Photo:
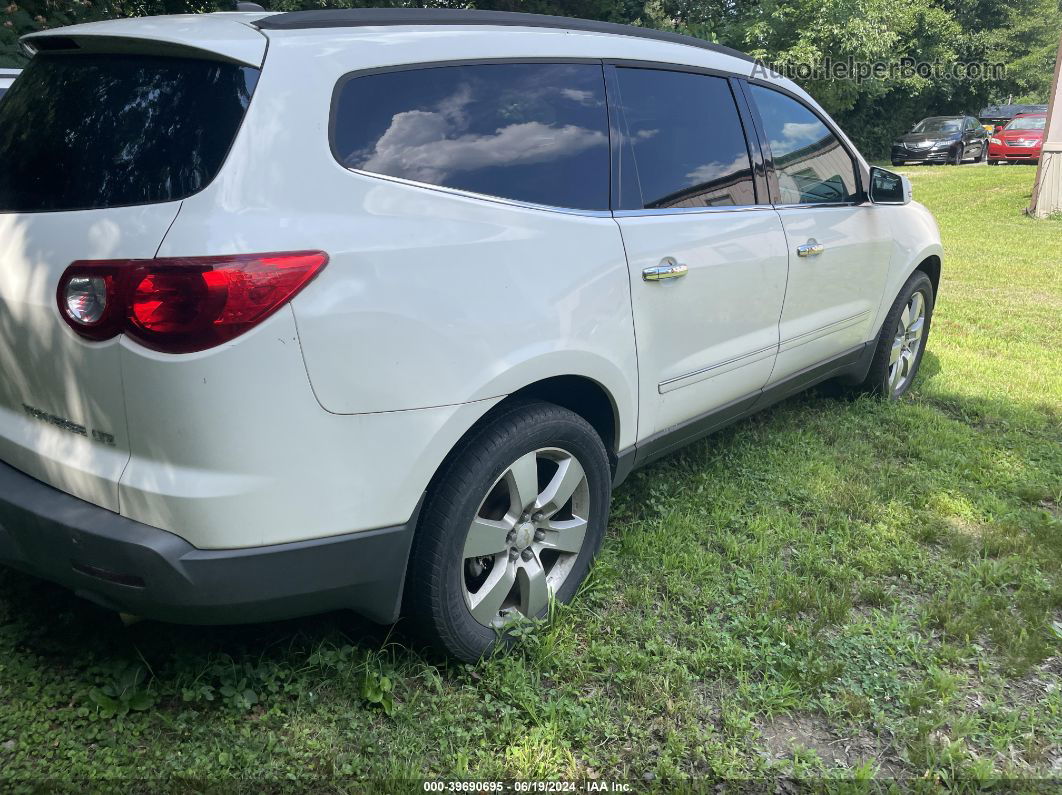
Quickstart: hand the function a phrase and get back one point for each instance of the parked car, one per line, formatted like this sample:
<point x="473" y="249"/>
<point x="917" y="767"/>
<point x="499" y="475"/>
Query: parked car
<point x="995" y="118"/>
<point x="6" y="78"/>
<point x="942" y="139"/>
<point x="377" y="320"/>
<point x="1020" y="141"/>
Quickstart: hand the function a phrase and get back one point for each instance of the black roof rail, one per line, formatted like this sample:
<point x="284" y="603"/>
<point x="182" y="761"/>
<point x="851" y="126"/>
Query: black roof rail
<point x="364" y="17"/>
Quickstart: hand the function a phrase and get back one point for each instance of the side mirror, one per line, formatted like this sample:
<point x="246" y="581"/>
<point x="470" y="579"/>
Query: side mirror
<point x="889" y="188"/>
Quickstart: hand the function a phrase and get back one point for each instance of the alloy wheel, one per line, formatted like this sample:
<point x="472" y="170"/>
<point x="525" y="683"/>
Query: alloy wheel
<point x="526" y="536"/>
<point x="907" y="343"/>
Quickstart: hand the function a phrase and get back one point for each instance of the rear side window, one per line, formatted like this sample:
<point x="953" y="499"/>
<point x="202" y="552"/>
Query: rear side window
<point x="810" y="163"/>
<point x="683" y="144"/>
<point x="535" y="133"/>
<point x="92" y="131"/>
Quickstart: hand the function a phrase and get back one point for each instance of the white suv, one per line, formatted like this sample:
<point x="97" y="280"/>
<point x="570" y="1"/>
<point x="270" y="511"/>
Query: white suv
<point x="6" y="78"/>
<point x="372" y="309"/>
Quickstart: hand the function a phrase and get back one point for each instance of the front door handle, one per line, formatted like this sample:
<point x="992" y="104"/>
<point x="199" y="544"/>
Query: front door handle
<point x="811" y="248"/>
<point x="668" y="269"/>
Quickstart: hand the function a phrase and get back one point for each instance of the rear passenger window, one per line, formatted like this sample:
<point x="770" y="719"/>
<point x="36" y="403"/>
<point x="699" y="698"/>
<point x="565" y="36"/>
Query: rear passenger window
<point x="534" y="133"/>
<point x="683" y="144"/>
<point x="810" y="163"/>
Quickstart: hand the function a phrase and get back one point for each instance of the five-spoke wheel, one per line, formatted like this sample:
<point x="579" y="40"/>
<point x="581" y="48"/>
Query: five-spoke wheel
<point x="512" y="523"/>
<point x="907" y="342"/>
<point x="526" y="536"/>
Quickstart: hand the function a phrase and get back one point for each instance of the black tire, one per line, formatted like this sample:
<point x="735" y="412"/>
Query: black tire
<point x="877" y="377"/>
<point x="437" y="583"/>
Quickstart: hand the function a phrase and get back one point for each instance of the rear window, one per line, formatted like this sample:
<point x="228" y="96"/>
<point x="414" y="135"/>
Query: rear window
<point x="93" y="131"/>
<point x="536" y="133"/>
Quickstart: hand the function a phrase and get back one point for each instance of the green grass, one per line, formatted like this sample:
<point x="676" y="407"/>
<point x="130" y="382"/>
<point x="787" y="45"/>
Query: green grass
<point x="831" y="588"/>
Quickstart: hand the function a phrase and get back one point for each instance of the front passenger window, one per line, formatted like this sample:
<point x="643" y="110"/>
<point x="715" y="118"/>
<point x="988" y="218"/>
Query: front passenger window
<point x="810" y="163"/>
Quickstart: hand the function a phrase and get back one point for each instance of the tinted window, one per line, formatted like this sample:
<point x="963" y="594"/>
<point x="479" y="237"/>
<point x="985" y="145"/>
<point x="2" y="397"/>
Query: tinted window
<point x="535" y="133"/>
<point x="683" y="144"/>
<point x="938" y="125"/>
<point x="80" y="132"/>
<point x="1029" y="122"/>
<point x="810" y="163"/>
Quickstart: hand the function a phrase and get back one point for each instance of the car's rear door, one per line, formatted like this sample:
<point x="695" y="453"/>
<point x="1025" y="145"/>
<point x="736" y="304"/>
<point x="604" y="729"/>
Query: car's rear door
<point x="839" y="244"/>
<point x="707" y="262"/>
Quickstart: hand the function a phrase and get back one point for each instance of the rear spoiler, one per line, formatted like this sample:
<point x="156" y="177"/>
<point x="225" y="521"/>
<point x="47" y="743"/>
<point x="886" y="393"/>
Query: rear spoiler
<point x="213" y="36"/>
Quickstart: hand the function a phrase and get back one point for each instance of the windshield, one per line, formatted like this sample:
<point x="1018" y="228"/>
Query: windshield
<point x="92" y="131"/>
<point x="1032" y="122"/>
<point x="938" y="125"/>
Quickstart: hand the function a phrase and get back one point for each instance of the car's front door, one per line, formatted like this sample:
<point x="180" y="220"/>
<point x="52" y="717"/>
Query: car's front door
<point x="974" y="138"/>
<point x="707" y="263"/>
<point x="839" y="244"/>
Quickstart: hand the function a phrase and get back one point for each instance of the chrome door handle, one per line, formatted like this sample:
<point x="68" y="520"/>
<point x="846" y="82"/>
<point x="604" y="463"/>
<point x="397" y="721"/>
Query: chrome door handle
<point x="668" y="269"/>
<point x="811" y="248"/>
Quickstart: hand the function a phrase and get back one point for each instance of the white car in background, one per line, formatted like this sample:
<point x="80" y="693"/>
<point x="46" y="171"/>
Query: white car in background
<point x="372" y="309"/>
<point x="6" y="78"/>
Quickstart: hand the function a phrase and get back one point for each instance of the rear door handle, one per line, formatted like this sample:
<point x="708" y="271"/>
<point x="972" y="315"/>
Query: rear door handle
<point x="668" y="269"/>
<point x="811" y="248"/>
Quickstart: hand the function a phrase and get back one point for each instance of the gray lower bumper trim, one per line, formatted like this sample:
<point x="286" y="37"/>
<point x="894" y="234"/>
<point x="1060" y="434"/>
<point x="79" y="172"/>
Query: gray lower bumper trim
<point x="133" y="568"/>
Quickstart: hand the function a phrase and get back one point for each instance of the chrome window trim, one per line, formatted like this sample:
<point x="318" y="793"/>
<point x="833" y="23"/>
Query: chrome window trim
<point x="689" y="210"/>
<point x="817" y="204"/>
<point x="480" y="196"/>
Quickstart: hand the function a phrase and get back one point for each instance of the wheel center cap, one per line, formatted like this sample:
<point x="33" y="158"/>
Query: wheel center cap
<point x="525" y="534"/>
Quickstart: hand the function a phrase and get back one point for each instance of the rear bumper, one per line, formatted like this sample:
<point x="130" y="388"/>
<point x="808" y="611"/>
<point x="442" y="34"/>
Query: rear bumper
<point x="130" y="567"/>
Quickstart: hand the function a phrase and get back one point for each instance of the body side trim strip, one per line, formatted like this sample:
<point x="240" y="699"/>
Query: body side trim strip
<point x="715" y="369"/>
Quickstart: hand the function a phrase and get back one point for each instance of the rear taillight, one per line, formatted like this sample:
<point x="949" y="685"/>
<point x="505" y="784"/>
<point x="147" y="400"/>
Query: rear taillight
<point x="181" y="305"/>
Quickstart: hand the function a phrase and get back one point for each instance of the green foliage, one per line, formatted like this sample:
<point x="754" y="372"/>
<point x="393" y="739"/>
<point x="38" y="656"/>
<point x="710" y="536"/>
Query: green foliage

# # # #

#### [Problem requirements]
Reproduce all of the records above with every occurrence of "Quickstart" replaced by "Usage", leaving everything else unchanged. Omit the pictures from your answer.

#### [Expected answer]
Photo:
Usage: hand the function a phrase and get back one point for each instance of the parked car, one per line, formatted like this sample:
<point x="473" y="249"/>
<point x="917" y="767"/>
<point x="499" y="475"/>
Query: parked car
<point x="995" y="118"/>
<point x="6" y="78"/>
<point x="942" y="139"/>
<point x="377" y="320"/>
<point x="1020" y="141"/>
Usage: hand the function a phrase and get back one point for each instance of the black roof rail, one per line, formatted like this sample:
<point x="284" y="603"/>
<point x="182" y="761"/>
<point x="851" y="126"/>
Query: black roof rail
<point x="364" y="17"/>
Usage: hand the function a phrase and get back one point for each instance of the side mirror, one per line, formatted like this sample:
<point x="246" y="581"/>
<point x="470" y="579"/>
Query: side mirror
<point x="889" y="188"/>
Usage: hand the function a phrase and get back one point for each instance of the alloy wheel, one per line, formatted like this sample:
<point x="472" y="170"/>
<point x="525" y="683"/>
Query: alloy wheel
<point x="526" y="536"/>
<point x="907" y="343"/>
Usage: hand the function a phrase and get back one point for each instance of the rear side window, one per line, formatted like this sample:
<point x="953" y="499"/>
<point x="202" y="552"/>
Query: rear side window
<point x="810" y="163"/>
<point x="683" y="144"/>
<point x="535" y="133"/>
<point x="92" y="131"/>
Usage: hand the function a phrase and get back one point for each instance of the white suv, one per line, formatted like this sample:
<point x="97" y="280"/>
<point x="570" y="1"/>
<point x="270" y="511"/>
Query: white suv
<point x="6" y="78"/>
<point x="372" y="309"/>
Usage: hand the function a phrase and get back one point for each instance of the front door handle, one per line, formatted like this sample:
<point x="992" y="104"/>
<point x="199" y="544"/>
Query: front door handle
<point x="811" y="248"/>
<point x="668" y="269"/>
Usage: hand the function a phrase and get back one point for each instance of the rear passenger window, one per line, formatted like this sample:
<point x="770" y="719"/>
<point x="36" y="403"/>
<point x="699" y="698"/>
<point x="565" y="36"/>
Query: rear passenger window
<point x="534" y="133"/>
<point x="683" y="144"/>
<point x="810" y="163"/>
Usage: hand the function a phrase and get back one point for each instance of the five-spoke wheel, one per line, formatted like this sample:
<point x="579" y="40"/>
<point x="581" y="48"/>
Query: five-spoke wheel
<point x="512" y="523"/>
<point x="907" y="342"/>
<point x="526" y="536"/>
Usage: hand the function a phrase and get back one point for each instance of the black tire, one per line, formatted like this sample:
<point x="735" y="412"/>
Query: black tire
<point x="877" y="377"/>
<point x="437" y="583"/>
Usage: hand the function a phrase and get back one point for each instance of the rear window, one per line, formatted like this sample:
<point x="228" y="96"/>
<point x="414" y="135"/>
Query: rear window
<point x="93" y="131"/>
<point x="536" y="133"/>
Usage: hand the function a phrase and get back one point for each instance of the green grass, one per line, formatted like this sample:
<point x="676" y="407"/>
<point x="130" y="382"/>
<point x="787" y="45"/>
Query: green grass
<point x="831" y="588"/>
Usage: hand the function a phrase and get back one point for each instance of the front passenger window, one per line, formatted like this sample:
<point x="643" y="110"/>
<point x="715" y="118"/>
<point x="988" y="218"/>
Query: front passenger window
<point x="810" y="163"/>
Usage: hand the function a phrase and get back one point for each instance of the tinted window, one per line, formatted like this sample:
<point x="963" y="594"/>
<point x="479" y="237"/>
<point x="985" y="145"/>
<point x="2" y="397"/>
Query: tinted window
<point x="535" y="133"/>
<point x="683" y="144"/>
<point x="938" y="125"/>
<point x="80" y="132"/>
<point x="1029" y="122"/>
<point x="810" y="163"/>
Usage: hand the function a phrase and get back one point for each instance of the car's rear door, one per line, formatted like this sample:
<point x="695" y="453"/>
<point x="1025" y="145"/>
<point x="736" y="304"/>
<point x="604" y="729"/>
Query: car's rear door
<point x="839" y="244"/>
<point x="707" y="262"/>
Usage: hand the function a phrase and get back one point for each instance of the rear spoiler, one per line, formatted like this sample:
<point x="156" y="177"/>
<point x="225" y="521"/>
<point x="47" y="743"/>
<point x="886" y="393"/>
Query: rear spoiler
<point x="213" y="36"/>
Usage: hand the function a phrase and get back one point for each instance of the windshield, one per line, formatted like this sample:
<point x="1018" y="228"/>
Query: windshield
<point x="92" y="131"/>
<point x="1032" y="122"/>
<point x="938" y="125"/>
Usage: hand the function a phrase and get back one point for each instance of the car's front door, one per line, formatted like this sample:
<point x="180" y="220"/>
<point x="52" y="717"/>
Query: car's front door
<point x="974" y="138"/>
<point x="707" y="263"/>
<point x="839" y="244"/>
Usage: hand the function a phrase and get back one point for each instance of the chrome door handle, one per line, formatted like this sample:
<point x="68" y="520"/>
<point x="846" y="82"/>
<point x="604" y="463"/>
<point x="397" y="721"/>
Query: chrome door handle
<point x="668" y="269"/>
<point x="811" y="248"/>
Usage: hand the function a phrase and get back one point for each instance of the white car in background, one per line, formatted like this sample:
<point x="80" y="693"/>
<point x="46" y="171"/>
Query: white car in background
<point x="372" y="309"/>
<point x="6" y="78"/>
Usage: hand the function a phrase and get back one point for each instance of the rear door handle, one per line, formatted like this sample:
<point x="708" y="271"/>
<point x="972" y="315"/>
Query: rear door handle
<point x="668" y="269"/>
<point x="811" y="248"/>
Usage: hand the function a phrase and get back one point for each instance of the gray lower bumper trim, one per line, formatted like this sample:
<point x="286" y="37"/>
<point x="894" y="234"/>
<point x="1060" y="434"/>
<point x="79" y="172"/>
Query: gray lower bumper trim
<point x="133" y="568"/>
Usage: hand the function a phrase and get back one point for each instance of the chrome window trim, one per line, formatted like this sample:
<point x="318" y="793"/>
<point x="833" y="23"/>
Query: chrome window trim
<point x="689" y="210"/>
<point x="817" y="204"/>
<point x="480" y="196"/>
Usage: hand the function a phrase and get back one point for each instance of the wheel center cap, one per line, formatted like this sample:
<point x="33" y="158"/>
Query: wheel center cap
<point x="525" y="534"/>
Usage: hand the function a phrase and get back one point for each instance of the rear bumper, one per line, formatted like this sample:
<point x="130" y="388"/>
<point x="808" y="611"/>
<point x="442" y="34"/>
Query: rear bumper
<point x="130" y="567"/>
Usage: hand the function a phrase and get back one point for each instance of the body side trim strip, one per line, formatted like this sample:
<point x="240" y="699"/>
Query: body side trim strip
<point x="715" y="369"/>
Usage: hand the function a phrase and get back one point for each instance of the rear taillight, one per line, formatted like this sample:
<point x="949" y="685"/>
<point x="505" y="784"/>
<point x="147" y="400"/>
Query: rear taillight
<point x="181" y="305"/>
Usage: hand the function a phrase and get back one point for each instance of the green foliage, one per line, formatted like this sample:
<point x="754" y="372"/>
<point x="393" y="739"/>
<point x="38" y="656"/>
<point x="710" y="536"/>
Query: green foliage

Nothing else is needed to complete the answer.